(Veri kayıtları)
· · · · · · ·

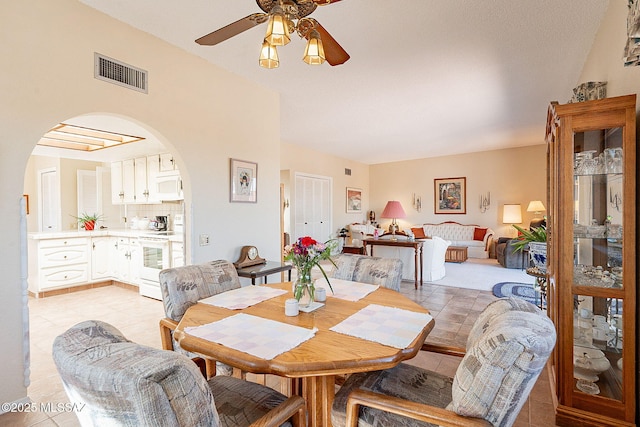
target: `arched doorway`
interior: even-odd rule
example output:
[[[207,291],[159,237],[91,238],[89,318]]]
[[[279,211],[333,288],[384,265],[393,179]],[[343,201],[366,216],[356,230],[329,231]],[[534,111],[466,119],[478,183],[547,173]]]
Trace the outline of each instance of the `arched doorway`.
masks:
[[[135,217],[144,218],[158,215],[172,218],[177,213],[184,215],[184,201],[178,200],[162,201],[160,203],[122,203],[107,206],[111,203],[111,189],[109,187],[111,184],[110,164],[112,162],[136,158],[147,159],[150,156],[160,155],[161,153],[174,154],[175,149],[171,144],[163,141],[157,135],[157,132],[137,123],[134,119],[109,114],[78,116],[65,120],[65,123],[103,131],[142,135],[145,138],[145,142],[130,143],[128,146],[99,150],[92,153],[95,154],[93,156],[87,156],[86,153],[60,151],[60,149],[54,150],[51,147],[42,148],[37,146],[26,167],[24,180],[24,193],[29,195],[30,209],[29,215],[26,215],[26,228],[30,234],[46,233],[46,230],[43,230],[38,225],[42,194],[41,190],[37,188],[38,180],[35,178],[38,175],[38,171],[42,170],[43,167],[47,170],[53,169],[59,174],[57,180],[50,180],[57,182],[61,199],[60,230],[58,230],[58,233],[66,235],[64,234],[65,232],[75,232],[82,235],[81,239],[84,242],[82,245],[86,243],[86,246],[82,247],[88,251],[95,250],[100,244],[98,242],[101,242],[104,236],[98,236],[95,240],[90,237],[87,240],[89,233],[84,230],[78,230],[78,224],[72,218],[81,209],[79,186],[72,182],[73,178],[80,176],[79,171],[92,171],[95,175],[102,176],[102,194],[99,196],[102,201],[102,208],[98,213],[103,217],[100,225],[106,227],[106,230],[132,231],[132,219]],[[179,163],[175,160],[177,157],[177,153],[175,153],[173,156],[174,163]],[[180,172],[185,173],[182,170]],[[100,181],[100,179],[97,181]],[[96,191],[98,190],[96,189]],[[92,205],[89,203],[85,204],[85,206]],[[173,223],[169,225],[169,228],[173,228]],[[144,231],[142,229],[139,230],[140,233]],[[134,234],[135,232],[132,235]],[[119,235],[122,236],[122,233]],[[29,265],[38,265],[40,260],[33,259],[33,257],[39,256],[37,249],[33,249],[35,247],[33,239],[29,238],[27,240],[29,243]],[[127,251],[122,252],[127,253]],[[105,252],[105,254],[108,254],[108,252]],[[130,251],[129,254],[131,254]],[[184,250],[182,250],[183,260],[184,257]],[[131,259],[131,256],[129,258]],[[115,262],[118,263],[119,261]],[[26,306],[23,307],[25,314],[29,314],[28,328],[30,330],[28,334],[25,334],[25,340],[30,337],[30,342],[25,344],[30,346],[31,355],[31,384],[28,388],[28,394],[34,402],[66,401],[66,396],[62,391],[59,378],[52,364],[50,349],[54,337],[77,323],[77,321],[102,319],[116,325],[123,332],[127,331],[125,333],[130,339],[147,345],[160,346],[157,321],[162,317],[162,303],[139,296],[133,289],[133,281],[130,283],[132,286],[129,288],[116,286],[110,289],[109,286],[111,285],[106,285],[105,283],[117,281],[127,284],[127,282],[125,280],[112,280],[116,279],[113,270],[100,271],[98,275],[94,275],[97,272],[97,266],[104,267],[105,265],[108,269],[109,263],[95,264],[90,257],[85,266],[86,284],[78,282],[72,283],[70,286],[54,284],[48,294],[42,295],[43,298],[35,299],[29,297],[28,310]],[[47,265],[45,268],[55,270],[58,266],[51,267]],[[38,273],[30,272],[30,278],[33,277],[33,274]],[[81,290],[72,292],[76,289]],[[25,315],[24,318],[26,319],[27,316]]]

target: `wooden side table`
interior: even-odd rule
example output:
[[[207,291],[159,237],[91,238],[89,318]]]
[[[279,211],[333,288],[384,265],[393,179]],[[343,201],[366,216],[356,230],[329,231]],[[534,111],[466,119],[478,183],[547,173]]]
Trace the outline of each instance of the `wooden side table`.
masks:
[[[238,276],[248,277],[251,279],[251,284],[256,284],[256,278],[264,277],[264,283],[267,283],[267,276],[270,274],[280,273],[283,271],[289,272],[289,282],[291,281],[291,264],[285,264],[284,262],[267,261],[264,264],[252,265],[250,267],[238,268]]]
[[[468,259],[466,246],[449,246],[444,255],[446,262],[465,262]]]
[[[420,282],[420,286],[422,286],[422,246],[424,244],[424,240],[385,240],[385,239],[365,239],[364,245],[365,247],[369,245],[369,253],[371,256],[373,255],[373,247],[374,246],[400,246],[403,248],[413,248],[414,253],[414,266],[415,266],[415,284],[414,287],[418,289],[418,281]],[[366,249],[365,249],[366,250]],[[420,277],[420,279],[418,279]]]
[[[356,255],[366,255],[367,248],[363,246],[343,246],[342,247],[343,254],[356,254]]]

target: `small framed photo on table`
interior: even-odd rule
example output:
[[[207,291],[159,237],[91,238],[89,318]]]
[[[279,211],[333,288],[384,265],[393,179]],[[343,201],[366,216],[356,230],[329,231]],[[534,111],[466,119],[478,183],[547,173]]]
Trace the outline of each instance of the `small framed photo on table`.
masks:
[[[433,180],[436,214],[467,213],[467,179],[436,178]]]
[[[256,203],[258,201],[258,164],[231,159],[230,202]]]

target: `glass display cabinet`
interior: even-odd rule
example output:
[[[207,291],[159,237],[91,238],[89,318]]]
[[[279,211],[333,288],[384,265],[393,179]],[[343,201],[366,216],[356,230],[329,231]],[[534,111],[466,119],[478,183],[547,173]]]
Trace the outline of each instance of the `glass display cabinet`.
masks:
[[[635,426],[636,96],[547,116],[548,304],[561,426]]]

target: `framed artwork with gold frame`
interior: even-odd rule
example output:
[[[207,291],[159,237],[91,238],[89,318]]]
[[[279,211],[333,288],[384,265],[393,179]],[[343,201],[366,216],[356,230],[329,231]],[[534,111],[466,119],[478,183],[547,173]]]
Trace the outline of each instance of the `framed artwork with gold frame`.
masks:
[[[230,202],[257,203],[258,164],[231,159],[229,184]]]
[[[467,178],[436,178],[434,185],[434,213],[467,213]]]

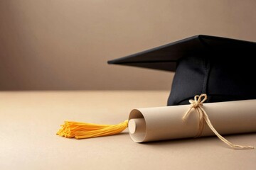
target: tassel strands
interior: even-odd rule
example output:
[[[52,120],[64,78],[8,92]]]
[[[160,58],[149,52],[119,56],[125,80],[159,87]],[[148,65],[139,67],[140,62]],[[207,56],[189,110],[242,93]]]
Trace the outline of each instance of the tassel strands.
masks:
[[[128,120],[117,125],[65,121],[56,135],[67,138],[80,140],[116,135],[124,131],[127,127]]]

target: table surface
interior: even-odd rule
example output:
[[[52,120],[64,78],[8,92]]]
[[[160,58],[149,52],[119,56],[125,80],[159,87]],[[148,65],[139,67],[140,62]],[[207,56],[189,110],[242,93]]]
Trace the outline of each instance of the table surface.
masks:
[[[138,144],[127,131],[86,140],[55,135],[64,120],[116,124],[133,108],[164,106],[169,91],[0,92],[0,169],[256,169],[256,149],[216,137]],[[256,134],[229,135],[256,146]]]

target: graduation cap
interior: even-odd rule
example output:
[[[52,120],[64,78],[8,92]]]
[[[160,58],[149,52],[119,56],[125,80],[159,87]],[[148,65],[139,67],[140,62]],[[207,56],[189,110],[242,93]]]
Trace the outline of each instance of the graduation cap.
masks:
[[[108,61],[109,64],[176,72],[168,106],[256,98],[256,43],[199,35]]]
[[[233,149],[253,149],[252,146],[233,144],[221,136],[211,124],[209,116],[203,108],[203,103],[256,98],[256,83],[254,80],[255,64],[253,58],[256,55],[255,48],[255,42],[196,35],[109,61],[109,64],[176,72],[168,105],[188,103],[191,105],[134,109],[130,113],[129,120],[117,125],[65,121],[57,135],[68,138],[85,139],[118,134],[128,128],[131,138],[136,142],[179,138],[182,137],[181,134],[186,134],[183,137],[191,137],[194,135],[193,130],[196,127],[193,126],[196,125],[192,122],[193,120],[197,121],[195,120],[197,119],[190,120],[190,125],[193,125],[191,127],[184,124],[184,122],[191,110],[195,110],[198,118],[196,137],[203,134],[206,123],[220,140]],[[190,100],[193,98],[194,100]],[[244,125],[242,128],[245,130],[243,132],[255,132],[255,128],[250,126],[252,123],[250,123],[249,120],[253,122],[253,118],[255,118],[253,116],[255,107],[252,107],[255,106],[253,102],[255,101],[212,103],[208,104],[208,109],[210,110],[211,108],[211,114],[215,115],[212,118],[218,118],[217,119],[219,120],[215,119],[215,121],[219,123],[218,128],[223,128],[222,132],[237,128],[237,125],[228,126],[232,122],[237,125],[239,122],[238,120],[242,119],[239,116],[241,110],[245,112],[242,115],[243,120],[241,121],[241,125]],[[210,105],[212,107],[210,107]],[[221,112],[221,109],[218,109],[216,112],[220,110],[221,114],[214,114],[214,107],[220,107],[228,113]],[[187,111],[186,109],[188,109]],[[169,114],[171,111],[176,115]],[[183,112],[185,114],[181,118],[181,113]],[[228,112],[232,112],[233,116],[230,118]],[[159,116],[154,116],[154,113],[159,113]],[[245,128],[245,125],[249,125],[247,128]],[[183,131],[179,131],[179,134],[176,129]],[[242,131],[238,128],[237,132]],[[189,132],[192,135],[188,135]]]

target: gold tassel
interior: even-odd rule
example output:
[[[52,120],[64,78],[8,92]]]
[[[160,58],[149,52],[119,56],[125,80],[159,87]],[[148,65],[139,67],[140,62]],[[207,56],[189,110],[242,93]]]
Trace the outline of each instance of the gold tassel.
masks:
[[[65,121],[57,135],[78,140],[110,136],[122,132],[128,127],[128,120],[117,125],[98,125]]]

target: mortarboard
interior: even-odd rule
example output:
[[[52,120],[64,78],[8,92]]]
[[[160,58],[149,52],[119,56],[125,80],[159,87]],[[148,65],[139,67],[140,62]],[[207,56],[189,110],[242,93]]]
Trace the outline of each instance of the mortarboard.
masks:
[[[256,98],[256,43],[199,35],[108,61],[109,64],[176,72],[168,106]]]
[[[232,102],[256,99],[256,83],[253,79],[255,49],[255,42],[199,35],[109,61],[109,64],[176,72],[168,106],[183,106],[134,109],[129,120],[118,125],[66,121],[57,135],[83,139],[115,135],[128,127],[131,138],[136,142],[193,137],[197,119],[194,117],[188,124],[183,121],[194,109],[199,120],[196,137],[212,134],[208,130],[203,131],[206,122],[230,147],[253,149],[251,146],[234,144],[221,136],[210,123],[203,103],[230,101],[207,105],[207,110],[210,110],[210,117],[218,123],[221,133],[255,132],[256,127],[252,123],[256,120],[256,100]],[[194,100],[191,100],[193,98]],[[188,106],[184,104],[189,103],[186,111]],[[245,112],[242,117],[241,110]],[[169,114],[171,112],[173,114]],[[181,120],[181,113],[183,112]],[[159,113],[157,116],[155,113]]]

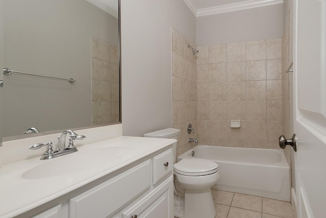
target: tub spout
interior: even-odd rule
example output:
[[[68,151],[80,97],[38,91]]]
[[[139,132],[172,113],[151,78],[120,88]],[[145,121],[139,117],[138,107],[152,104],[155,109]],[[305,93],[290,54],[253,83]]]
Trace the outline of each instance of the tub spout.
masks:
[[[193,142],[198,143],[198,141],[196,138],[189,138],[189,140],[188,140],[188,142]]]

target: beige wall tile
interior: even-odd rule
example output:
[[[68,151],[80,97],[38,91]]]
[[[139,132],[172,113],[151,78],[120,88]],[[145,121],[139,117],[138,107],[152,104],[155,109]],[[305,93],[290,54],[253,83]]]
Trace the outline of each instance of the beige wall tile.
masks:
[[[178,77],[172,77],[173,100],[185,100],[185,81]]]
[[[246,120],[247,139],[252,141],[267,140],[266,121]]]
[[[282,79],[282,60],[267,60],[266,61],[266,79],[280,80]]]
[[[209,100],[226,100],[226,83],[209,83]]]
[[[286,73],[282,79],[282,99],[289,99],[289,74]]]
[[[228,82],[227,83],[227,99],[228,101],[246,100],[246,82]]]
[[[266,61],[246,62],[246,80],[266,80]]]
[[[231,207],[228,218],[261,218],[261,213]]]
[[[226,63],[209,64],[208,70],[209,82],[225,82],[226,81]]]
[[[197,82],[208,82],[208,64],[197,65]]]
[[[246,119],[266,120],[266,101],[246,101]]]
[[[197,119],[208,119],[209,102],[197,101]]]
[[[227,139],[228,124],[227,120],[210,120],[208,124],[209,138]]]
[[[208,46],[208,63],[226,62],[226,44]]]
[[[185,100],[186,101],[195,101],[196,94],[196,83],[189,81],[189,80],[184,80]]]
[[[229,124],[227,127],[228,139],[244,140],[247,137],[247,125],[246,120],[241,120],[241,127],[239,128],[231,128],[231,120],[227,120]],[[244,142],[246,143],[246,142]]]
[[[233,197],[232,207],[261,212],[262,198],[257,196],[235,193]]]
[[[227,63],[227,81],[244,81],[246,80],[246,64],[244,62]]]
[[[119,51],[117,46],[111,45],[111,63],[119,64]]]
[[[263,213],[286,218],[294,218],[293,209],[289,202],[263,198]]]
[[[208,138],[209,137],[208,120],[198,119],[197,125],[198,127],[197,136],[198,137]]]
[[[209,89],[208,83],[197,83],[197,101],[208,101],[209,100]]]
[[[246,43],[237,42],[227,44],[227,61],[228,62],[245,61]]]
[[[172,75],[180,78],[184,78],[184,58],[175,52],[172,54]]]
[[[246,148],[252,148],[254,149],[267,148],[267,142],[266,141],[246,141]]]
[[[195,82],[197,65],[188,60],[184,60],[184,78],[191,81]]]
[[[111,83],[92,80],[92,86],[93,102],[111,101]]]
[[[194,101],[185,102],[185,118],[186,120],[197,119],[197,104]]]
[[[111,81],[111,64],[106,61],[92,58],[92,79],[102,81]]]
[[[282,120],[267,121],[267,140],[270,141],[277,141],[279,137],[283,133]]]
[[[92,38],[92,57],[101,61],[111,62],[111,48],[110,44]]]
[[[246,60],[266,60],[266,40],[246,42]]]
[[[280,100],[282,99],[281,80],[266,81],[266,98],[268,100]]]
[[[111,102],[94,102],[92,108],[93,123],[111,121]]]
[[[197,64],[208,63],[208,45],[199,46],[197,50],[199,51],[197,54]]]
[[[246,100],[266,100],[266,81],[247,81],[246,86]]]
[[[173,101],[173,124],[185,122],[185,102]]]
[[[226,119],[226,102],[209,102],[209,119]]]
[[[119,64],[111,64],[111,82],[119,83],[120,72],[119,71]]]
[[[244,119],[246,101],[236,101],[227,102],[227,119]]]
[[[185,37],[177,30],[172,29],[172,51],[184,57]]]
[[[215,204],[230,206],[234,195],[233,192],[211,189],[213,200]]]
[[[266,40],[266,58],[277,59],[282,57],[282,39]]]
[[[268,120],[282,120],[282,100],[268,100],[267,101],[267,119]]]

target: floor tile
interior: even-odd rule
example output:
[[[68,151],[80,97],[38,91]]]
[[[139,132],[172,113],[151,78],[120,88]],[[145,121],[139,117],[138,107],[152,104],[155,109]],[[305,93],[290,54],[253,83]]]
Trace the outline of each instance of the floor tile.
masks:
[[[222,204],[214,204],[216,209],[216,216],[215,218],[227,218],[230,206],[222,205]]]
[[[290,203],[267,198],[263,198],[262,212],[284,218],[294,217]]]
[[[235,193],[231,206],[261,212],[262,198]]]
[[[215,189],[211,189],[211,190],[214,203],[227,206],[231,205],[234,193]]]
[[[262,218],[281,218],[281,216],[277,216],[274,215],[267,214],[267,213],[263,213]]]
[[[261,213],[231,207],[228,218],[261,218]]]

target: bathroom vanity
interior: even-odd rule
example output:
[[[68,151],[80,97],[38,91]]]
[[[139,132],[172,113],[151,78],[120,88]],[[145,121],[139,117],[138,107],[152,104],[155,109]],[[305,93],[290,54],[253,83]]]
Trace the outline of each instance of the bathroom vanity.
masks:
[[[120,136],[3,165],[0,217],[173,217],[175,141]]]

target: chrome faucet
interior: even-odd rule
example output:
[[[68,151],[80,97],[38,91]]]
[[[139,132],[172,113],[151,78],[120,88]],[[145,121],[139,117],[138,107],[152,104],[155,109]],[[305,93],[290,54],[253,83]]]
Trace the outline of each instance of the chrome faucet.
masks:
[[[66,146],[66,137],[67,134],[69,134],[69,143],[68,146]],[[75,152],[77,148],[73,144],[73,140],[75,139],[81,140],[85,138],[85,135],[79,135],[75,132],[70,130],[67,130],[64,131],[60,136],[58,137],[58,141],[56,147],[56,149],[52,148],[52,142],[48,141],[43,143],[34,144],[31,146],[30,149],[38,149],[43,146],[46,147],[46,151],[41,157],[41,160],[47,160],[54,158],[56,157]]]
[[[188,140],[188,142],[190,143],[190,142],[196,142],[196,143],[198,143],[198,140],[197,140],[197,139],[196,138],[189,138]]]

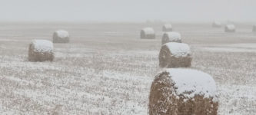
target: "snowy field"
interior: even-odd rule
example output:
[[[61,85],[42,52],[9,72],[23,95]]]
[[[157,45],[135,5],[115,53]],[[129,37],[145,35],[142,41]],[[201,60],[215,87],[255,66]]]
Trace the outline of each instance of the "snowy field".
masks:
[[[1,114],[148,113],[151,84],[161,69],[163,24],[0,23]],[[220,115],[256,113],[256,34],[251,25],[224,33],[211,24],[172,24],[191,46],[192,68],[214,77]],[[155,40],[141,40],[152,27]],[[32,39],[52,41],[69,31],[71,43],[55,44],[53,62],[28,61]]]

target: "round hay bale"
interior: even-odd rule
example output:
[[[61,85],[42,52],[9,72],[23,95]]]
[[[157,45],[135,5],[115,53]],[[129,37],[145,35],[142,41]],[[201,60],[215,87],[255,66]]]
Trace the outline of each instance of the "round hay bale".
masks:
[[[47,40],[33,40],[28,48],[29,61],[52,61],[54,59],[53,44]]]
[[[53,43],[68,43],[69,34],[66,31],[58,30],[53,33],[52,36]]]
[[[172,26],[171,25],[165,25],[162,28],[163,31],[172,31]]]
[[[158,58],[160,67],[188,67],[192,61],[189,46],[176,42],[162,45]]]
[[[213,28],[221,28],[221,23],[220,21],[214,21],[211,25]]]
[[[215,81],[206,73],[169,68],[152,82],[150,115],[217,115],[218,107]]]
[[[225,32],[235,32],[235,26],[234,25],[227,25],[224,31]]]
[[[151,28],[145,28],[141,31],[141,39],[155,39],[155,34],[154,29]]]
[[[165,32],[161,38],[161,44],[168,42],[181,43],[181,35],[178,32]]]
[[[256,32],[256,25],[253,25],[252,31]]]

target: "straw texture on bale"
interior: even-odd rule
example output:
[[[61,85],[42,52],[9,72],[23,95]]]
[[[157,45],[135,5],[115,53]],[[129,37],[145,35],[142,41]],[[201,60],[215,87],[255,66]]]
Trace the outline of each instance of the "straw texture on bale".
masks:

· · · · · · ·

Yukarıdaki öğelerden "side" sözcüğünü barındıran bütün satırları çıkarın.

» Tam çıktı
target: `wooden side table`
Trace the outline of each instance of the `wooden side table`.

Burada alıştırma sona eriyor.